Testo selezionato →
↓↓↓
Per fortuna smette di piovere, ma il cielo rimane cupo quando ci fermiamo all’ingresso del parco per fare una breve passeggiata a dorso di cammello in uno scenario impressionante, fra colline di terre vulcaniche dalle mille tonalità comprese fra il rosso e il nero, ed è un vero peccato che non ci sia il sole a ravvivarle. Saliamo poi all’Islote de Hilario, il centro visitatori del parco, da dove si parte, a bordo di un pullman, per un’escursione lungo la Ruta de los Volcanes, una strada che porta a visitare i luoghi più impressionanti, fra scenari danteschi e splendidamente infernali. Si attraversano paesaggi fantascientifici di rocce, distese laviche, ceneri scure e crateri immersi in un silenzio spettrale (la Valle della Tranquillità sembra un pezzo di luna caduto dal cielo). Qua e là si individuano timidi segni di vita come alcuni ciuffi d’erba e i colori tenui dei licheni, mentre nella pace più assoluta si ascoltano gli echi dei paesi cancellati dalla furia della natura: Santa Catalina, Rodeo, Timanfaya, Chupadero … Dispiace solo di non poter mai scendere dal pullman per scattare qualche foto, visto che non c’è luce ed i vetri sono scuri quasi quanto il cielo.
Alla fine torniamo a Islote de Hilario, dove la temperatura del terreno ad una profondità di tredici metri raggiunge i 610 gradi e i 120 a livello superficiale. Qui i guardiani fanno dimostrazioni gettando acqua in tubi conficcati nel terreno (in tre secondi si alzano fontane altissime di vapore) e inserendo ramoscelli in un buco (si trasformano in palle di fuoco all’istante) … anche queste sono state visioni sconcertanti.
E’ già passato mezzogiorno e ci fermiamo per il pranzo al ristorante “El Vulcano”, creato da Manrique, dove le pietanze vengono cotte sfruttando una vera e propria griglia naturale riscaldata dal calore che arriva dal sottosuolo (anche il pavimento del locale è caldo!) … mangiamo abbastanza bene e si sbagliano anche a farci il conto … un affarone! Lasciamo il parco alle 15:30 e andiamo verso il nord dell’isola fino al paese di Haria, dove al sabato, periodicamente, si tiene un mercatino che però è terminato alle 14:00, allora torniamo all’hotel, mentre cade una leggera pioggerellina, e saliamo in camera a preparare le valigie.
↑↑↑
Richiesta scritta 1 →
Nel racconto della visita al parco vulcanico, perché da Haria si torna all'hotel? Rispondi con una, due o tre frasi.

(Voci di dati salvate)
↓↓↓
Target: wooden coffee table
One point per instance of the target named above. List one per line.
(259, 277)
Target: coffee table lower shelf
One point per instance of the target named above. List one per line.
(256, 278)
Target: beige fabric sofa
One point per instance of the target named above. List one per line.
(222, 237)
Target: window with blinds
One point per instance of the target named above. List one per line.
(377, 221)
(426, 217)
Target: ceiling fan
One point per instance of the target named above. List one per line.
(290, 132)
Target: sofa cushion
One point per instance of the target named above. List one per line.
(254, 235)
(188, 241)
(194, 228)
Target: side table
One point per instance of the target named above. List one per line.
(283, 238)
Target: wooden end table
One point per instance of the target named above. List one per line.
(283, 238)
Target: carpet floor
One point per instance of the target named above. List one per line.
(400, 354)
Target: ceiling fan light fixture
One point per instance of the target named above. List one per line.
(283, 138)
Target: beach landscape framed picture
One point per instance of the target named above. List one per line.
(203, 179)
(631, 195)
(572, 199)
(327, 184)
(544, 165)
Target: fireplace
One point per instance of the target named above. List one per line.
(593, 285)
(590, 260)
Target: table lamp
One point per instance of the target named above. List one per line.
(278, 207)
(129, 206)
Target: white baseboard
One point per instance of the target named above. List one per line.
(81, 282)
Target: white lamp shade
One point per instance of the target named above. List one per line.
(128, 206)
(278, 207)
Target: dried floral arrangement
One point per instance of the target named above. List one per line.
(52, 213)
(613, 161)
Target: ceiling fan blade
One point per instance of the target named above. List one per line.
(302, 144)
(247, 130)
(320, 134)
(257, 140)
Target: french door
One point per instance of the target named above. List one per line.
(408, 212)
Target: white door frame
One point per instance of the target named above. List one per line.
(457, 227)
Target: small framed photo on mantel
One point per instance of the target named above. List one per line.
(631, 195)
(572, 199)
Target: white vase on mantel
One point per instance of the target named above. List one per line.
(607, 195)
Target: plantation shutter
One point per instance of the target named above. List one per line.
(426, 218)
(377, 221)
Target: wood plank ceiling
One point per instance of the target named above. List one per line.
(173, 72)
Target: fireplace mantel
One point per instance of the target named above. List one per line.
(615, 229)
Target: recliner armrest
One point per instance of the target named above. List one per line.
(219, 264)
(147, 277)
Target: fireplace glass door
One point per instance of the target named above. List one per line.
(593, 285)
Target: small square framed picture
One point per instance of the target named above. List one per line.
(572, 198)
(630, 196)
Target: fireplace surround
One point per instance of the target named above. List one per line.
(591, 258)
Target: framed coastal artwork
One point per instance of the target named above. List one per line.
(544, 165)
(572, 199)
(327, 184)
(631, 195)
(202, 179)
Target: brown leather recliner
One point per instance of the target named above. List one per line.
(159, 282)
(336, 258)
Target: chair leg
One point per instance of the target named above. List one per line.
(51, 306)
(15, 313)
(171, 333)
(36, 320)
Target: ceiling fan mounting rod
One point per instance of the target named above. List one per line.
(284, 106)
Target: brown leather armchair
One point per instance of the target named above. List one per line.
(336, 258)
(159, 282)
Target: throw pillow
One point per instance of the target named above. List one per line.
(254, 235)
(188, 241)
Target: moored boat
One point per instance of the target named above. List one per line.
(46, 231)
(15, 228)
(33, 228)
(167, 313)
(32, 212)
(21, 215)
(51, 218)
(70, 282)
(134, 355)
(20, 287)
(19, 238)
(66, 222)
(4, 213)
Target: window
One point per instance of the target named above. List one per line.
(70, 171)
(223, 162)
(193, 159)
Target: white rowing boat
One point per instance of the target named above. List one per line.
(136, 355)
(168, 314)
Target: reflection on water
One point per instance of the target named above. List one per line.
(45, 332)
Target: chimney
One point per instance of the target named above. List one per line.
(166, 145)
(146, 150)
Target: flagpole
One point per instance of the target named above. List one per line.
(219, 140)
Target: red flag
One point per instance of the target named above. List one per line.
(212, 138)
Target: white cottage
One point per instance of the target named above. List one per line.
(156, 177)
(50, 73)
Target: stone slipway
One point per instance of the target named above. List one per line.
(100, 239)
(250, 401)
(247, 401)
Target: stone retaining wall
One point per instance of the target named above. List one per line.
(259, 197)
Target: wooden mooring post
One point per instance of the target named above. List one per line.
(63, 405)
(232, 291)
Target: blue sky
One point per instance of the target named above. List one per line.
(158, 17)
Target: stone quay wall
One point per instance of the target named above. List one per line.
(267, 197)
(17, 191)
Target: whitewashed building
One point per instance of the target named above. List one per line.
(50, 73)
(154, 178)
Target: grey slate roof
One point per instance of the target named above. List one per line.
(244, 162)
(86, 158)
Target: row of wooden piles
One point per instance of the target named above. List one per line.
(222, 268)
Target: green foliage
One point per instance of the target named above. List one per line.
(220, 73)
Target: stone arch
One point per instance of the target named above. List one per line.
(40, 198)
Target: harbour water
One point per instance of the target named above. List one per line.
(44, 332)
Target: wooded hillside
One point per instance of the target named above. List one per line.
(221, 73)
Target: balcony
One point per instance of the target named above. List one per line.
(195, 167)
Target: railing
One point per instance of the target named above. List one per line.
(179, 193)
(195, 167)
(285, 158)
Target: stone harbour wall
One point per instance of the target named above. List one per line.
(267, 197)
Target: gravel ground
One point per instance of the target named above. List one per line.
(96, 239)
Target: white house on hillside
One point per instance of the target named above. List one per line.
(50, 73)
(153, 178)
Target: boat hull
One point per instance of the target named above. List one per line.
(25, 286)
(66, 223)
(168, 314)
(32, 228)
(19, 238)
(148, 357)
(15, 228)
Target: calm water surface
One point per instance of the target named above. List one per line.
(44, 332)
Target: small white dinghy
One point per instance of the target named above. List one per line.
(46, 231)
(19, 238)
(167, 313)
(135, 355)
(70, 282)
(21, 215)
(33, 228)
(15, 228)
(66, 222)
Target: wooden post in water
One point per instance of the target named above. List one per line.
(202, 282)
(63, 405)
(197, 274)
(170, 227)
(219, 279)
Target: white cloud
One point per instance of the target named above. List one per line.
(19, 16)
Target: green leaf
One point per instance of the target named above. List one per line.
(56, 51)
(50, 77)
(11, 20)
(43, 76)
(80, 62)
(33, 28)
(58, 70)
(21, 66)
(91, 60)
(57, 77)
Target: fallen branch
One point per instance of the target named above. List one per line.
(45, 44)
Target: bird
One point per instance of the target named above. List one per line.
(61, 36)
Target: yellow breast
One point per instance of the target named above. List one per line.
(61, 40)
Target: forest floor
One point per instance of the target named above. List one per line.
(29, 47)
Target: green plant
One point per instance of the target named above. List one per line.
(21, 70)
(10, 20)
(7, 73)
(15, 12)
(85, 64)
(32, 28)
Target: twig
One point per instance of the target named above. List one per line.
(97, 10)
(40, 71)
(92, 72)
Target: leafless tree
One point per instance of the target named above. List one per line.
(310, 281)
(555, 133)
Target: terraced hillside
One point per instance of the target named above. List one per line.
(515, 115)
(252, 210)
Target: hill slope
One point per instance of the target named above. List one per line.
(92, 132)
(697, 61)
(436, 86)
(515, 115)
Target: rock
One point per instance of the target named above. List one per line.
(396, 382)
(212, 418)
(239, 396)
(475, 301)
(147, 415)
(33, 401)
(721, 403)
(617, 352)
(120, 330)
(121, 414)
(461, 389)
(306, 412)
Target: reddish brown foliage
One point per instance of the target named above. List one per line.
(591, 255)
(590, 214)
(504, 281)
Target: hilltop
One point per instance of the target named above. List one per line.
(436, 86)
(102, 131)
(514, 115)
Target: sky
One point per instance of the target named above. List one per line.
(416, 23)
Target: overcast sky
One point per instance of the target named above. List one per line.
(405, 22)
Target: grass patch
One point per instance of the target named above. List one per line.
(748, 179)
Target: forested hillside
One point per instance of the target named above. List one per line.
↑↑↑
Richiesta scritta 2 →
Conta quante righe dei record contengono la stringa "coffee", rispettando maiuscole e minuscole. Scrivi solo il numero.

Risposta attesa 1 →
Ad Haria il sabato si tiene periodicamente un mercatino, ma quel giorno era già terminato alle 14:00. Per questo si rientra all'hotel.

Risposta attesa 2 →
2